▸ Instruction
Please convert the lines of the records below, starting at the line that contains "Teacher note to the class: pick out the sunglasses" and ending at the line that contains "Teacher note to the class: pick out the woman's neck", into a Markdown table with the columns Row and Line. Number each row and leave out blank lines.

Object position labeling records:
▬▬▬▬▬▬▬▬▬▬
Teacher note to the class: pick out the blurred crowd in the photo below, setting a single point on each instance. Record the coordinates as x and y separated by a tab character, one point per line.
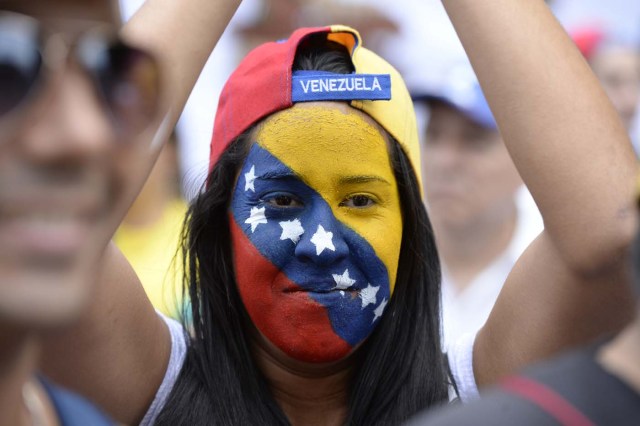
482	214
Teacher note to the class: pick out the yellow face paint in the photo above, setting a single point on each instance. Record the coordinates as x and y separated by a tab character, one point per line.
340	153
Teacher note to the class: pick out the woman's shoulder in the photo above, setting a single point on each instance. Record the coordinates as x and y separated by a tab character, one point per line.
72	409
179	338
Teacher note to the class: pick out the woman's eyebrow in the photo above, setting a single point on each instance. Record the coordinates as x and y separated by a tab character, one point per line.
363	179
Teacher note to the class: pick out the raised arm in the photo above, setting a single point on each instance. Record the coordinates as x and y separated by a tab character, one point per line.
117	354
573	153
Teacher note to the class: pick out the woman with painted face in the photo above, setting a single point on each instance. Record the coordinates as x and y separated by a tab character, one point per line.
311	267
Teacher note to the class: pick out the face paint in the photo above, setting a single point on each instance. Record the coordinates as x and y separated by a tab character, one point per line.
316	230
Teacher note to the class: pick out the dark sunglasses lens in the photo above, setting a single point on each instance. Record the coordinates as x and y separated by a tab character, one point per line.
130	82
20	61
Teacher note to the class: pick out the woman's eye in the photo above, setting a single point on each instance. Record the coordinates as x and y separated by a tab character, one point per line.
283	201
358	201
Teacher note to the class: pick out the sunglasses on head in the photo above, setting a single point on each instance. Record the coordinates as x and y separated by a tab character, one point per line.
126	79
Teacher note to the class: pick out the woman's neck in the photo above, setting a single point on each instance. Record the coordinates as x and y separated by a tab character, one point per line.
▬▬▬▬▬▬▬▬▬▬
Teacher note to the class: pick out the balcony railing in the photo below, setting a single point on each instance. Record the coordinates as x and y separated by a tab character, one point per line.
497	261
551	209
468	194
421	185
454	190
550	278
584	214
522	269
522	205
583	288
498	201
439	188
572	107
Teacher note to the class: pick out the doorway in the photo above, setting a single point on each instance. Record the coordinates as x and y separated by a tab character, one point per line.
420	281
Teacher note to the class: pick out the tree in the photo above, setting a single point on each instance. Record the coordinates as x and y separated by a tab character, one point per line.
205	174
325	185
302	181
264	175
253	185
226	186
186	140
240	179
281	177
▬▬▬▬▬▬▬▬▬▬
▸ The result
| Row | Line |
|---|---|
| 1 | Teacher note to the class: pick out the sunglasses on head in the photo above, setting a single point on each instance. Record the coordinates as x and y separated by a tab character, one point per line. |
| 2 | 126	79 |
| 3 | Teacher note to the class: pick out the woman's neck in the photo above, setting a single point on each instance. Record the coordinates as x and y separated by a tab character, one point per line. |